Reproduce the lines below character for character, with nothing changed.

[Start TASK MATERIAL]

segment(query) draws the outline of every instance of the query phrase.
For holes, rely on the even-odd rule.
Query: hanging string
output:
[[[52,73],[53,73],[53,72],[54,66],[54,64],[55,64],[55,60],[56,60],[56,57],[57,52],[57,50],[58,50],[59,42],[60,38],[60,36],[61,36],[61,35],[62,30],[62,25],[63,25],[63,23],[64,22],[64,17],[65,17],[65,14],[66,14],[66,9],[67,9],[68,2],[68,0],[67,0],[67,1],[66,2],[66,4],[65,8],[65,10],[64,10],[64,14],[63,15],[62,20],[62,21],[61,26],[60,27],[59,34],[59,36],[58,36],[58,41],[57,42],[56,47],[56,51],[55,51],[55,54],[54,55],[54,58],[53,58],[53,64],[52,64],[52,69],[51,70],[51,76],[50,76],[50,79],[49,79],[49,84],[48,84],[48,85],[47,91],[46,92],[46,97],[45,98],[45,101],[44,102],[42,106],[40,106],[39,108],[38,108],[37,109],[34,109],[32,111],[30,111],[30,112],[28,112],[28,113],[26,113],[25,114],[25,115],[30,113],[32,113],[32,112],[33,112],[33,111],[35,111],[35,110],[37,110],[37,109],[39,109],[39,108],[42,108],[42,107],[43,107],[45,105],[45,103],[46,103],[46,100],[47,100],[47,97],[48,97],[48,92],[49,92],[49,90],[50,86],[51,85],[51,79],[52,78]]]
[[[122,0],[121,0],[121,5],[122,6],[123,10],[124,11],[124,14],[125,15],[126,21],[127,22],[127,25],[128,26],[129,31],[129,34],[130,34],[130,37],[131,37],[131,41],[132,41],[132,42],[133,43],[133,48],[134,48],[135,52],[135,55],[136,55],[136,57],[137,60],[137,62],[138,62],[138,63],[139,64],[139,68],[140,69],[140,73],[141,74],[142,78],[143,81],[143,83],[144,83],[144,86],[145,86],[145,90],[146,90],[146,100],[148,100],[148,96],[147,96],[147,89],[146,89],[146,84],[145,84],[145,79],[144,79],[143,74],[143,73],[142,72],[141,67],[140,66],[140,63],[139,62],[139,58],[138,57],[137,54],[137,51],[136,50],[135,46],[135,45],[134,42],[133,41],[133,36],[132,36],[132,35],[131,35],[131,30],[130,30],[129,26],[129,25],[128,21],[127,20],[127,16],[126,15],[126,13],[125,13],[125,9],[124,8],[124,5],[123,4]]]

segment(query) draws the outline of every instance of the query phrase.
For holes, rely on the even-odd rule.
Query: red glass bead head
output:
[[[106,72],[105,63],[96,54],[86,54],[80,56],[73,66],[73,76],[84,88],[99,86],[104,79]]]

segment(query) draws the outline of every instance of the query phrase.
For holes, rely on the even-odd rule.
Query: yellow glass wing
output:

[End TASK MATERIAL]

◆ **RESPONSE**:
segment(query) draws the outline of every instance of the query phrase.
For holes, rely on the even-odd rule.
Query: hanging string
output:
[[[52,73],[53,73],[53,72],[54,66],[54,64],[55,64],[55,60],[56,60],[56,57],[57,52],[57,50],[58,50],[59,42],[60,38],[60,36],[61,36],[61,35],[62,30],[62,25],[63,25],[63,23],[64,22],[64,17],[65,17],[65,14],[66,14],[66,9],[67,9],[68,2],[68,0],[67,0],[67,1],[66,2],[66,4],[65,8],[65,10],[64,10],[64,14],[63,15],[62,20],[62,21],[61,26],[60,27],[59,34],[59,36],[58,36],[58,41],[57,42],[56,47],[56,51],[55,51],[55,54],[54,55],[54,58],[53,58],[53,64],[52,64],[52,69],[51,70],[51,76],[50,76],[50,79],[49,79],[49,84],[48,84],[48,85],[47,91],[46,92],[46,97],[45,98],[45,101],[44,102],[42,106],[40,106],[39,108],[38,108],[37,109],[34,109],[32,111],[30,111],[30,112],[28,112],[28,113],[26,113],[25,114],[25,115],[30,113],[32,113],[32,112],[33,112],[33,111],[35,111],[35,110],[37,110],[37,109],[39,109],[39,108],[42,108],[42,107],[43,107],[45,105],[45,103],[46,103],[46,100],[47,100],[47,97],[48,97],[48,92],[49,92],[49,90],[50,86],[51,85],[51,79],[52,78]]]
[[[122,0],[121,0],[121,5],[122,6],[123,10],[124,11],[124,14],[125,15],[126,21],[127,22],[127,25],[128,26],[129,31],[129,34],[130,34],[130,37],[131,37],[131,41],[132,41],[132,42],[133,43],[133,48],[134,48],[135,52],[135,55],[136,55],[136,57],[137,60],[137,62],[138,62],[138,63],[139,64],[139,68],[140,69],[140,73],[141,74],[142,78],[143,81],[143,83],[144,83],[144,86],[145,86],[145,90],[146,90],[146,100],[148,100],[148,96],[147,96],[147,89],[146,89],[146,84],[145,84],[145,79],[144,79],[143,74],[143,73],[142,72],[141,67],[140,66],[140,63],[139,62],[139,58],[138,57],[137,54],[137,51],[136,50],[135,46],[135,45],[134,42],[133,41],[133,36],[132,36],[132,35],[131,35],[131,30],[130,30],[129,26],[129,25],[128,21],[127,20],[127,16],[126,15],[126,13],[125,13],[125,9],[124,8],[124,5],[123,4]]]

segment(query) draws the outline of every instance of the query phrase.
For holes, rely on the even-odd rule.
Query: red glass bead head
output:
[[[106,72],[105,63],[96,54],[86,54],[80,56],[73,66],[73,76],[84,88],[99,86],[104,79]]]

segment(query) draws the outline of every instance of the query phrase.
For holes, rely on the even-odd rule.
Query: yellow glass wing
output:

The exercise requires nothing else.